_Exercise directions_: All of the records below should be retyped exactly, with no pictures included.

Data records:
*** Block opens ***
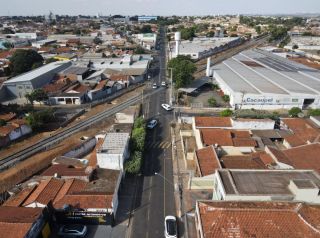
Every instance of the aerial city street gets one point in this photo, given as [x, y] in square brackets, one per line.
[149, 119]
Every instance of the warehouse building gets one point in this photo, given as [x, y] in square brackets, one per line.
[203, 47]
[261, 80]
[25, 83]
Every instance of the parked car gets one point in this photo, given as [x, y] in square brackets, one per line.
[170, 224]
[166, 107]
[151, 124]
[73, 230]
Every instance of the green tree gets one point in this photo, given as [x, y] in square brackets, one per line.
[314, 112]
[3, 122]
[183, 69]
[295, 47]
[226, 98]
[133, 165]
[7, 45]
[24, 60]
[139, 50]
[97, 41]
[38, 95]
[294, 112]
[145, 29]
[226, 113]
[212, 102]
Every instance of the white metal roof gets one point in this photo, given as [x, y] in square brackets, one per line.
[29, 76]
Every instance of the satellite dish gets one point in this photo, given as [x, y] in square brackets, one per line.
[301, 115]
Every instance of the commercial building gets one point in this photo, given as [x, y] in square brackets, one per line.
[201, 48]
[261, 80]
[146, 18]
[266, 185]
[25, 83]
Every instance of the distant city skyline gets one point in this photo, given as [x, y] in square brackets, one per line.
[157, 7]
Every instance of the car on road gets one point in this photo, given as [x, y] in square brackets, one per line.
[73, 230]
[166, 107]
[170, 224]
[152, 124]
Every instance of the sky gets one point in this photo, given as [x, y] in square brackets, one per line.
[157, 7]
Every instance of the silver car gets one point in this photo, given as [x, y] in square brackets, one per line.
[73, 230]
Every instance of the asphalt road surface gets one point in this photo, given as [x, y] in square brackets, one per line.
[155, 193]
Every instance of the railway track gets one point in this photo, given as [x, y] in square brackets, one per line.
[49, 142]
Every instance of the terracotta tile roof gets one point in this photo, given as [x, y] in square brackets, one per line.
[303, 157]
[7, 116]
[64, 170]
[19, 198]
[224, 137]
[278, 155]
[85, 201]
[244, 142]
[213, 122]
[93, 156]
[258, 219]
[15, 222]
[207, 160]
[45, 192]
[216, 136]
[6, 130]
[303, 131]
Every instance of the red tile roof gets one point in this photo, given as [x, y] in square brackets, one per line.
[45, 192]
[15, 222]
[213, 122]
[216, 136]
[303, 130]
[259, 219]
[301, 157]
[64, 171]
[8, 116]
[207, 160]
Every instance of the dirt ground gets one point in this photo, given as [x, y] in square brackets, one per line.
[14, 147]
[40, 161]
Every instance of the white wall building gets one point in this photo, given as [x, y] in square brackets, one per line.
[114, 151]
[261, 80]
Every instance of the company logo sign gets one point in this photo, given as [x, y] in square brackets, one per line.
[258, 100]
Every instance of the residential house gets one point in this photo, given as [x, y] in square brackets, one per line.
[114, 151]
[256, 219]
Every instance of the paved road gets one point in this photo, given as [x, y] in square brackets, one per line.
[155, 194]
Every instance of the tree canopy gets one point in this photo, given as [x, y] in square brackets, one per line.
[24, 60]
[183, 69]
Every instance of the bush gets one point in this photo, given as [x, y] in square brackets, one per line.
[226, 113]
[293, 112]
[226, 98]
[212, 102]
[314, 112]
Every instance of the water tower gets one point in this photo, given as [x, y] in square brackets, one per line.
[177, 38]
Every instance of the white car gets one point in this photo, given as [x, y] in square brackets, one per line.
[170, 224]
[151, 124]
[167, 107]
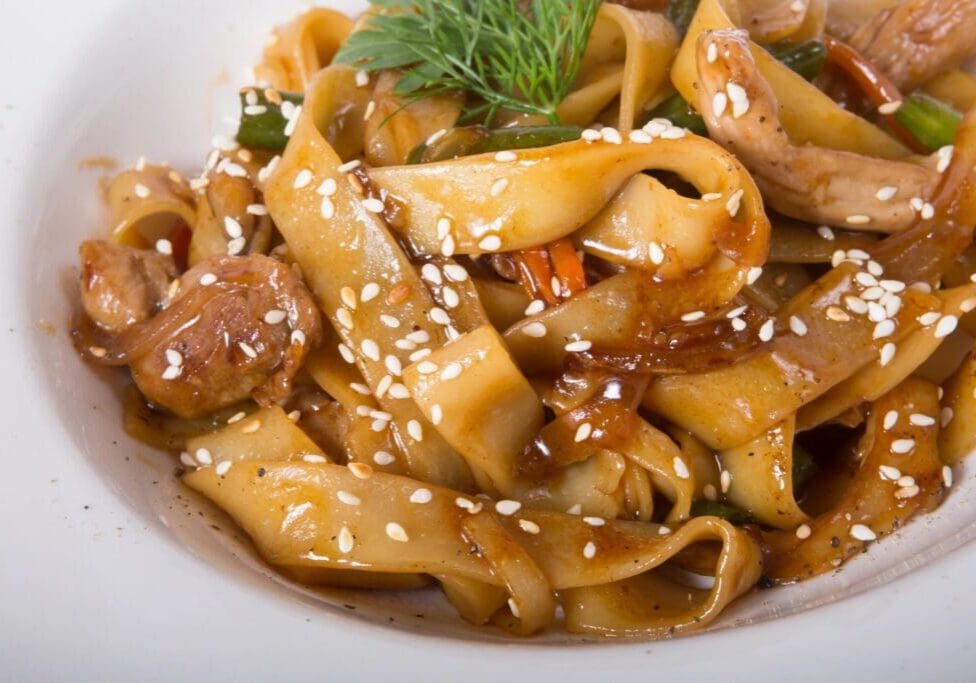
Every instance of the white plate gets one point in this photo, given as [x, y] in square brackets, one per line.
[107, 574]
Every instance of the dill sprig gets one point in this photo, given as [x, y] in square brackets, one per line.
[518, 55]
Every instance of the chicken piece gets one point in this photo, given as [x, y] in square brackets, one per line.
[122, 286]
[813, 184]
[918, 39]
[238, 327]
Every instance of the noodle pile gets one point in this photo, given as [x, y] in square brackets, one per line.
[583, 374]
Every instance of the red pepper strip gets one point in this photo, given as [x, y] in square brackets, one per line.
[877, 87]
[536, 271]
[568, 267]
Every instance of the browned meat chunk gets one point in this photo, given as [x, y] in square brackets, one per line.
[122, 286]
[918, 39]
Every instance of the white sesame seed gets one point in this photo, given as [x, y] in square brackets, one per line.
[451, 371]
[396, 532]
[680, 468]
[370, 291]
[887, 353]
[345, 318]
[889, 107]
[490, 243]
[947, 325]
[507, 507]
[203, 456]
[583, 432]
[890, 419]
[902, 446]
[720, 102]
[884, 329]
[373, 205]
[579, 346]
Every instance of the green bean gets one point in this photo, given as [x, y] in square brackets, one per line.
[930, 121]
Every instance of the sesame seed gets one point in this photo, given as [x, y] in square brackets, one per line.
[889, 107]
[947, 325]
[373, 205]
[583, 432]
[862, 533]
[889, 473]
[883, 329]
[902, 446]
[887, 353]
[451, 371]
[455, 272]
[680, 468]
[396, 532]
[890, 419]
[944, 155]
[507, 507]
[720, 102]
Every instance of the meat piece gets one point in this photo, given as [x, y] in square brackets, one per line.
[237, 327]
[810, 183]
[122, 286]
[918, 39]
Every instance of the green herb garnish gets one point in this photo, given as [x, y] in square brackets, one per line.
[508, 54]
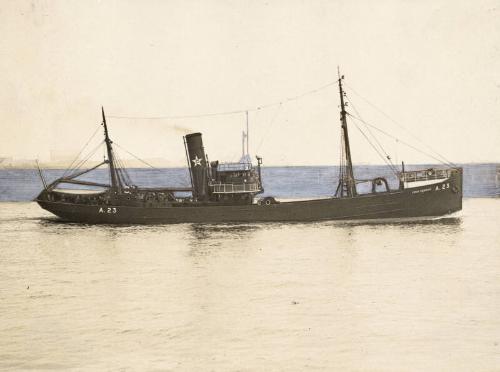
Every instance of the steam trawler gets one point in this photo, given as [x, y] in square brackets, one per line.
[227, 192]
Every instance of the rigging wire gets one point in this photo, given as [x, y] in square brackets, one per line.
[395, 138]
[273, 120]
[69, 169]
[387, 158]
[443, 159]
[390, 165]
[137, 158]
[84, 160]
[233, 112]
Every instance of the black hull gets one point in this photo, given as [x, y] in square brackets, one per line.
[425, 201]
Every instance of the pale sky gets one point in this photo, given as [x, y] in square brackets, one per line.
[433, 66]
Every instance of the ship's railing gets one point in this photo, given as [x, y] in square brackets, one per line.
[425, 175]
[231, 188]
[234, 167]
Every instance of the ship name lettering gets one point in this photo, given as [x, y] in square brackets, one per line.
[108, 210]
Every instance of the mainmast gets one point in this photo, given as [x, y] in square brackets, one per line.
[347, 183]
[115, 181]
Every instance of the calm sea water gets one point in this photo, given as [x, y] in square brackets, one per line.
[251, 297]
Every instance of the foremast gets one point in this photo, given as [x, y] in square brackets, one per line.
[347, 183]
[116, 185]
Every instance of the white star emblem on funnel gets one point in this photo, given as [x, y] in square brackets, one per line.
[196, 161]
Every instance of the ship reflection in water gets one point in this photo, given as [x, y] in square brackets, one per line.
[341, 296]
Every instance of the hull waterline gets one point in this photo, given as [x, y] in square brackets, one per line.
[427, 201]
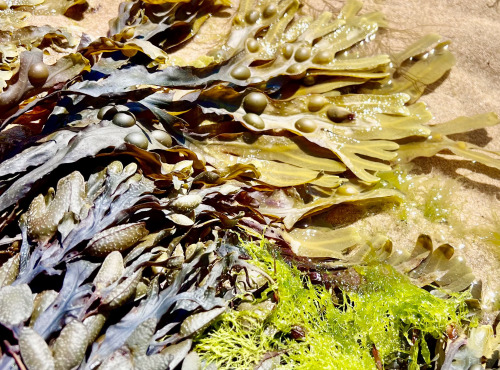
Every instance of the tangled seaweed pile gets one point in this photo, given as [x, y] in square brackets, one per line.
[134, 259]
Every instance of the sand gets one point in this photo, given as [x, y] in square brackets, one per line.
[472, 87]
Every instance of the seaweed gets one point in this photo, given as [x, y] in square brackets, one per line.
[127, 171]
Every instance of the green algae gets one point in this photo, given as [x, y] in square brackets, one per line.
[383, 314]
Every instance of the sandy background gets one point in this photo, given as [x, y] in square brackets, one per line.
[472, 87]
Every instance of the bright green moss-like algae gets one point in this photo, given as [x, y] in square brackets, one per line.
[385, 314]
*** Block closes ***
_Response for this exercise_:
Every instance of the aerial city street gets one point in this photo, given as [x, y] in square brackets, one per line.
[149, 119]
Every instance of the warehouse building gets one point in this photo, given as [x, y] in square brackets, one per line.
[203, 47]
[261, 80]
[25, 83]
Every instance of the parked car gets one point in this photo, given as [x, y] in square brackets, one per line.
[170, 224]
[166, 107]
[151, 124]
[73, 230]
Every instance of the green tree gets one point in this photo, given as [x, y] in square brackets, one per line.
[314, 112]
[3, 122]
[183, 69]
[295, 47]
[226, 98]
[133, 165]
[7, 45]
[24, 60]
[139, 50]
[97, 41]
[38, 95]
[294, 112]
[145, 29]
[226, 113]
[212, 102]
Every instance of the white metal roof gets one point in this photo, given as [x, y] in square brackets, one per line.
[29, 76]
Every instance of the satellite dish gets one point in this photo, given as [x, y] in square brackets, one per line.
[301, 115]
Every instance of the commercial building gets one point in this photo, given as [x, y] in square brackets, one per line.
[201, 48]
[261, 80]
[146, 18]
[266, 185]
[25, 83]
Every instance of the distant city skyline gets one point in this photo, given as [x, y] in square brackets, one per line.
[157, 7]
Every instance of the car on road gets one point in this photo, given as [x, y] in square brackets, one per line.
[73, 230]
[166, 107]
[170, 224]
[152, 124]
Every instance of the sky gets one point in this photo, given as [x, y] in square brackets, one per line.
[157, 7]
Every instance of the silver car gets one point in this photo, given as [x, y] in square brackets, one per line.
[73, 230]
Every instance of the asphalt road surface gets one point in this photo, given as [x, y] in square brackets, one per line.
[155, 193]
Every instance of the railway track gets one point in this photo, given as [x, y] in square brackets, one per line.
[49, 142]
Every instance of the terracotta tile roof gets one point in this photo, given as [x, y] in square brackets, one per line.
[303, 157]
[7, 116]
[64, 170]
[19, 198]
[224, 137]
[278, 155]
[85, 201]
[244, 142]
[213, 122]
[93, 156]
[258, 219]
[15, 222]
[207, 160]
[45, 192]
[216, 136]
[6, 130]
[303, 131]
Every instance of the red tile roof gets one point in this photo, given as [x, y] in square brackets, one per line.
[45, 192]
[15, 222]
[213, 122]
[216, 136]
[303, 130]
[259, 219]
[301, 157]
[64, 171]
[8, 116]
[207, 160]
Every instance of the dirt ground gets one point in this photo, given as [x, y] in square brackets, one per line.
[14, 147]
[40, 161]
Every instance of the white wall building gets one point in this photo, given as [x, y] in square brackets, one per line.
[114, 151]
[261, 80]
Every instance of the company logo sign gets one point in this photo, given as [x, y] in square brackets, one per line.
[258, 100]
Every instance of the residential house gets one point in this photo, given as [x, y] in square brackets, one per line.
[114, 151]
[256, 219]
Every instance of the paved road gets one point in this photo, given as [x, y] in square brackets, one per line.
[155, 194]
Every instance of the tree canopy gets one point in this photo, given as [x, y] in square brackets, one per line.
[24, 60]
[183, 69]
Every instance of the bush gets one point in this photo, given as [x, y] in square brackets, one per line.
[226, 113]
[293, 112]
[226, 98]
[212, 102]
[314, 112]
Every instance of the water tower gets one point in this photo, given as [x, y] in square brackets, one per line.
[177, 38]
Every instance of the white car gets one point in this photo, given as [x, y] in square brackets, one per line.
[170, 224]
[151, 124]
[167, 107]
Every instance of the white plate gets one point in this photo, given as [x, y] in square brackets, one per line.
[107, 574]
Every instance of the dill sprig gets one point in this photo, given as [x, y] in square brackets, one per line.
[518, 55]
Every instance of the chicken piece gets one point in this photo, given as [x, y] in square brackets, one per line.
[122, 286]
[813, 184]
[918, 39]
[238, 327]
Every instance of the noodle pile gets one point in this photo, given as [x, y] in square brackets, one per line.
[583, 374]
Every instance of the red pepper strip gets one point in this photo, given as [x, y] in square brackets, one per line.
[877, 87]
[536, 271]
[568, 267]
Every instance of the browned meat chunk gets one point in this photo, given as [x, y] in square brackets, one per line.
[122, 286]
[918, 39]
Every instance of the white sesame seed gets one point in this photo, given as [x, y] in square brackets, one per line.
[451, 371]
[396, 532]
[680, 468]
[370, 291]
[887, 353]
[345, 318]
[889, 107]
[490, 243]
[947, 325]
[507, 507]
[203, 456]
[583, 432]
[890, 419]
[902, 446]
[720, 102]
[884, 329]
[373, 205]
[579, 346]
Every instance of the green bean gets one point in this photo, given as [x, y] in square brackets, one per line.
[930, 121]
Every instance of the sesame seed gets one point in this photo, given as [x, y] in square brackets, one per line.
[889, 107]
[947, 325]
[373, 205]
[583, 432]
[862, 533]
[889, 473]
[883, 329]
[902, 446]
[887, 353]
[451, 371]
[455, 272]
[680, 468]
[396, 532]
[890, 419]
[944, 155]
[507, 507]
[720, 102]
Every instance of the meat piece gets one point in this photo, given as [x, y] in square brackets, one per line.
[237, 327]
[810, 183]
[122, 286]
[918, 39]
Every instance of the green herb garnish gets one point in this photo, given as [x, y] in square brackets, one per line.
[508, 54]
Every instance of the steam trawler gets one point in this photo, given as [x, y] in square brackets, one per line.
[227, 192]
Every instance of the rigging wire gets one point in this photo, given as [x, y] in square brackets, one per line.
[395, 138]
[273, 120]
[69, 169]
[387, 158]
[443, 159]
[390, 165]
[137, 158]
[84, 160]
[233, 112]
Every instance of the black hull gets one point in this photo, given as [x, y] in square brackets, one per line.
[425, 201]
Every instance of the pale sky gets one point in this photo, given as [x, y] in square brackets, one per line.
[433, 66]
Every instance of the ship's railing gets one point in this photo, given as [x, y] in square brackets, one per line.
[425, 175]
[231, 188]
[234, 167]
Every instance of the ship name lettering gets one point in this photo, given as [x, y] in square brackets, one per line.
[108, 210]
Every instance of the mainmast gets one point in this photo, given as [x, y] in square brackets, one per line.
[347, 183]
[115, 181]
Every instance of the calm sea water gets one point in this photo, given as [x, y] in square brackets, one per line.
[251, 297]
Every instance of the foremast gets one point in this photo, given as [x, y] in square brackets, one per line.
[347, 183]
[116, 185]
Every instance of the white star emblem on funnel gets one point in this photo, given as [x, y] in square brackets, one per line.
[196, 161]
Every instance of the ship reflection in water gets one point in this photo, given as [x, y] in square brackets, one per line.
[341, 296]
Every instance of the hull waterline gets one point in this photo, given as [x, y] in square brackets, one per line.
[427, 201]
Every instance of the tangled seaweed pile gets one point in this photo, given as [x, y] in square brackets, one per line.
[134, 259]
Every instance of the sand gets one point in this photo, given as [x, y] in square brackets, one per line.
[472, 87]
Every instance of the seaweed gets one point in this photo, given as [x, y] in square brackets, one per line.
[127, 171]
Every instance of the green algae gets one point in this photo, given as [x, y] in square brackets, one per line.
[383, 314]
Every instance of the sandy background gets one point in this photo, given as [x, y] in square brackets, one per line.
[472, 87]
Every instance of the bright green moss-like algae gets one point in this photo, given as [x, y] in square brackets, one per line.
[385, 314]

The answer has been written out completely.